Arbeitsauftrag 1:
Suchen Sie in den Datensätzen jede Zeile heraus, die die Zeichenfolge „rough“ enthält, und geben Sie diese Zeilen vollständig wieder. Groß- und Kleinschreibung ist dabei zu beachten.

Ausgewählter Textauszug:
2.7.1959: Kundgebung in der Kongresshalle.
(Als Referenten waren vorgesehen, Aneurin Bevan,6 Labour Party und der Ministerpräsident von Ghana, Dr. Kwame Nkrumah,7 die jedoch abgelehnt haben.) Als Ersatz wurden aufgefordert: Ministerpräsident von Guinea, Touré,8 und die englischen Sprecher Jenny Lee,9 Richard Crossman,10 Barbara Castle,11 Edith Summerskill.12
3.7.1959: Fest der Nationen in der Freilichtbühne Rehberge.
5.7.1959: Festveranstaltung in der Waldbühne und eventuelles Fußballspiel im Olympia-Stadion (dafür solle eine sowjetische Mannschaft gewonnen werden).
8.7.1959: Kundgebung im Sportpalast.
Referenten: Willy Brandt, der Präsident der IUSY, Nath Pai, der schwedische Außenminister Dr. Östen Unden13 und für Herbert Wehner,14 der vermutlich abgelehnt hat, Carlo Schmid15 oder Max Brauer.16
9.7.1959: Sportfest im Stadion Rehberge und Abschlussveranstaltung in der Freilichtbühne Rehberge.

Gesammelte Daten:
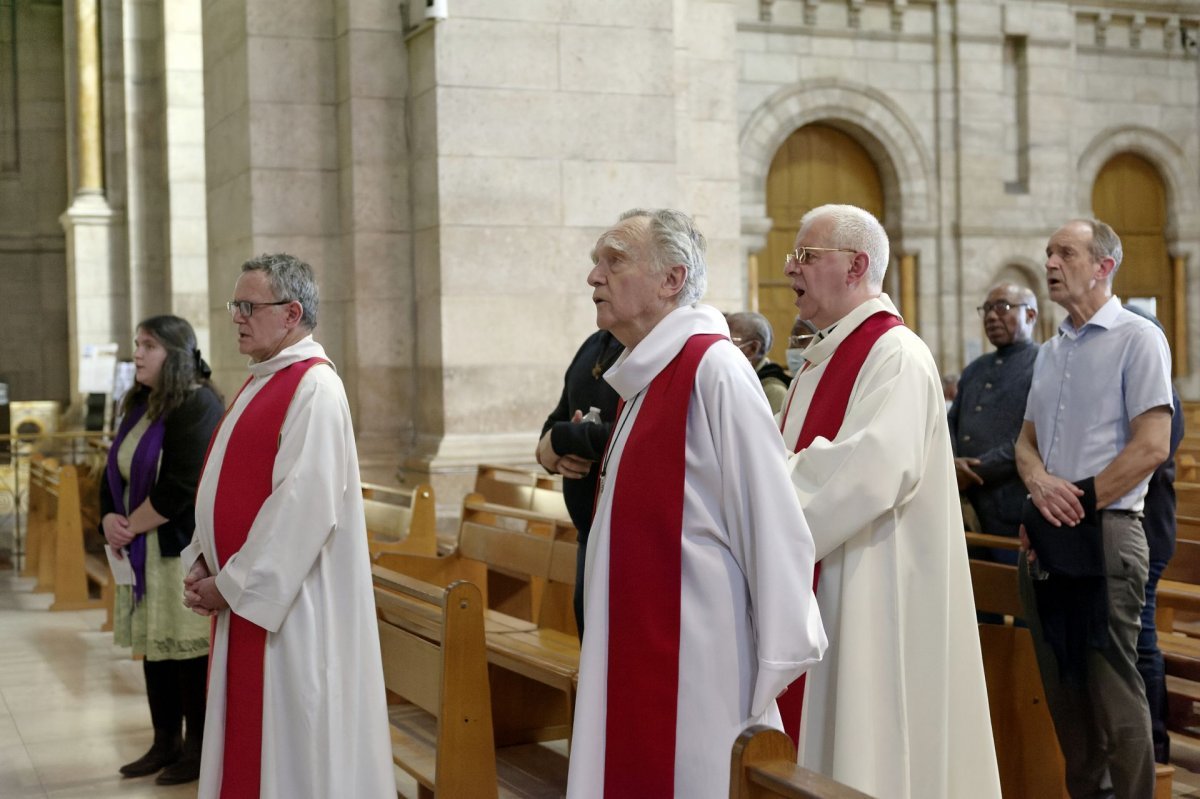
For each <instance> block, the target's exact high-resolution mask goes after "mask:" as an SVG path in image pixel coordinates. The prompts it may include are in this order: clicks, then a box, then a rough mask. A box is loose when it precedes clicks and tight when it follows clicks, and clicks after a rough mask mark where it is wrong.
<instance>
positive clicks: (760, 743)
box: [730, 725, 870, 799]
mask: <svg viewBox="0 0 1200 799" xmlns="http://www.w3.org/2000/svg"><path fill="white" fill-rule="evenodd" d="M773 798H780V799H870V797H869V795H868V794H865V793H862V792H859V791H856V789H854V788H851V787H847V786H845V785H842V783H840V782H836V781H834V780H830V779H829V777H827V776H823V775H821V774H817V773H816V771H810V770H808V769H804V768H800V767H799V765H797V764H796V746H794V745H793V744H792V739H791V738H788V737H787V734H786V733H784V732H781V731H779V729H775V728H774V727H767V726H763V725H757V726H755V727H750V728H749V729H745V731H743V732H742V734H740V735H738V739H737V740H736V741H733V757H732V763H731V765H730V799H773Z"/></svg>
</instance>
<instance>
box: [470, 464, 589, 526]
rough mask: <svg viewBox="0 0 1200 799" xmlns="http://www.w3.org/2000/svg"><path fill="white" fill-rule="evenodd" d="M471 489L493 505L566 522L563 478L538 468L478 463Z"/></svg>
mask: <svg viewBox="0 0 1200 799" xmlns="http://www.w3.org/2000/svg"><path fill="white" fill-rule="evenodd" d="M474 493H476V494H481V495H482V497H484V498H485V499H486V500H487V501H490V503H493V504H496V505H508V506H509V507H520V509H523V510H530V511H535V512H538V513H542V515H545V516H551V517H553V518H556V519H562V521H566V522H570V518H571V517H570V515H569V513H568V512H566V503H565V501H564V500H563V479H562V477H560V476H559V475H557V474H556V475H551V474H546V473H545V471H542V470H536V471H534V470H530V469H521V468H518V467H509V465H494V464H488V463H481V464H480V465H479V470H478V471H476V473H475V489H474Z"/></svg>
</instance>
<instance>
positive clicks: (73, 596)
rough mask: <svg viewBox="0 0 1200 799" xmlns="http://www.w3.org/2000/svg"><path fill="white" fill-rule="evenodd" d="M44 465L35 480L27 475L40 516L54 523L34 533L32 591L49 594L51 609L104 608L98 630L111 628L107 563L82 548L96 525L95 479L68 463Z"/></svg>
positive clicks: (39, 470) (110, 615)
mask: <svg viewBox="0 0 1200 799" xmlns="http://www.w3.org/2000/svg"><path fill="white" fill-rule="evenodd" d="M46 463H47V462H44V461H43V463H42V465H43V468H41V469H38V471H37V476H36V477H35V476H34V471H32V470H31V471H30V483H31V486H32V482H34V481H35V479H36V480H37V481H38V482H40V485H38V491H41V492H42V497H41V499H40V501H44V503H46V505H44V510H43V513H44V517H46V518H48V519H53V523H44V524H43V527H42V529H41V531H40V533H38V554H37V572H38V584H37V590H53V591H54V602H53V603H52V605H50V609H52V611H78V609H86V608H94V607H103V608H104V609H106V612H107V615H106V620H104V624H103V626H102V627H101V629H102V630H112V629H113V599H114V593H115V590H114V584H113V576H112V573H110V571H109V569H108V561H107V560H106V559H104V558H103V557H102V555H96V554H91V553H88V552H85V549H84V530H90V529H97V528H98V525H100V499H98V494H97V492H98V479H97V476H96V475H94V474H91V473H90V471H84V473H83V474H80V469H79V467H76V465H72V464H65V465H59V467H53V465H46ZM89 583H91V584H95V585H96V587H97V589H98V594H100V596H98V597H96V599H94V597H92V596H91V594H90V591H89Z"/></svg>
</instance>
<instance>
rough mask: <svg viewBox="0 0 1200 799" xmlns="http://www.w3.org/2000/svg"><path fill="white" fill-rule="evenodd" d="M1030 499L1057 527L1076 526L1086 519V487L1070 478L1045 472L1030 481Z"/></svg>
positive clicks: (1054, 524)
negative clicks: (1065, 478) (1067, 478)
mask: <svg viewBox="0 0 1200 799" xmlns="http://www.w3.org/2000/svg"><path fill="white" fill-rule="evenodd" d="M1027 487H1028V489H1030V499H1031V500H1032V501H1033V506H1034V507H1037V509H1038V511H1039V512H1040V513H1042V516H1043V517H1044V518H1045V519H1046V521H1048V522H1050V523H1051V524H1054V525H1055V527H1062V525H1063V524H1066V525H1067V527H1075V525H1076V524H1079V523H1080V522H1082V521H1084V504H1082V503H1081V501H1079V498H1080V497H1082V495H1084V489H1082V488H1080V487H1079V486H1076V485H1075V483H1073V482H1072V481H1069V480H1064V479H1062V477H1058V476H1056V475H1052V474H1049V473H1046V474H1043V475H1040V476H1038V477H1037V479H1034V480H1031V481H1030V482H1028V486H1027Z"/></svg>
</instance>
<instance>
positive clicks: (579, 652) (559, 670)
mask: <svg viewBox="0 0 1200 799" xmlns="http://www.w3.org/2000/svg"><path fill="white" fill-rule="evenodd" d="M575 553H576V543H575V528H574V527H571V525H570V523H569V522H564V521H562V519H556V518H551V517H546V516H542V515H540V513H536V512H534V511H529V510H522V509H515V507H505V506H500V505H496V504H493V503H487V501H484V498H482V497H480V495H478V494H472V495H468V497H467V499H466V500H464V501H463V516H462V523H461V525H460V530H458V546H457V547H456V548H455V551H454V552H452V553H451V554H449V555H443V557H438V558H421V557H413V555H403V554H382V555H380V557H379V558H378V559H377V561H376V563H377V565H379V566H384V567H386V569H390V570H394V571H397V572H401V573H404V575H408V576H410V577H414V578H416V579H421V581H425V582H427V583H432V584H436V585H449V584H450V583H452V582H454V581H456V579H464V581H469V582H472V583H474V584H476V585H479V587H480V589H481V590H482V595H484V602H485V606H486V607H487V611H486V613H485V642H486V649H487V662H488V663H490V666H491V668H490V675H491V685H492V704H493V726H494V728H496V740H497V743H498V744H517V743H533V741H544V740H554V739H569V737H570V732H571V720H572V716H574V709H575V690H576V685H577V680H578V662H580V643H578V638H577V636H576V632H575V618H574V613H572V611H571V596H572V591H574V582H575Z"/></svg>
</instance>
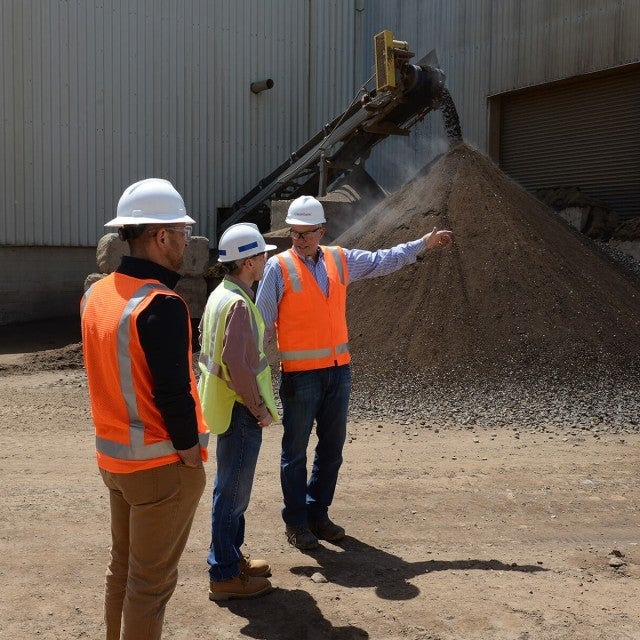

Arbeitsauftrag 2:
Nennen Sie alle Veranstaltungsorte, die der Textauszug für die Termine im Juli 1959 angibt, und führen Sie jeden Ort nur einmal auf.

Erwartete Antwort 1:
For each <instance> block, the target's exact high-resolution mask goes after "mask:" as an SVG path in image pixel coordinates. The prompts it may include are in this order: clicks, then a box, then a rough mask. A box is loose when it precedes clicks and tight when it follows clicks, and clicks after a rough mask mark where it is wrong.
rough mask: <svg viewBox="0 0 1200 799" xmlns="http://www.w3.org/2000/svg"><path fill="white" fill-rule="evenodd" d="M471 489L493 505L566 522L563 478L538 468L478 463Z"/></svg>
rough mask: <svg viewBox="0 0 1200 799" xmlns="http://www.w3.org/2000/svg"><path fill="white" fill-rule="evenodd" d="M44 465L35 480L27 475L40 516L54 523L34 533L32 591L49 594L51 609L104 608L98 630L111 628L107 563L82 548L96 525L95 479L68 463Z"/></svg>
rough mask: <svg viewBox="0 0 1200 799" xmlns="http://www.w3.org/2000/svg"><path fill="white" fill-rule="evenodd" d="M1030 499L1057 527L1076 526L1086 519V487L1070 478L1045 472L1030 481Z"/></svg>

Erwartete Antwort 2:
- Kongresshalle
- Freilichtbühne Rehberge
- Waldbühne
- Olympia-Stadion
- Sportpalast
- Stadion Rehberge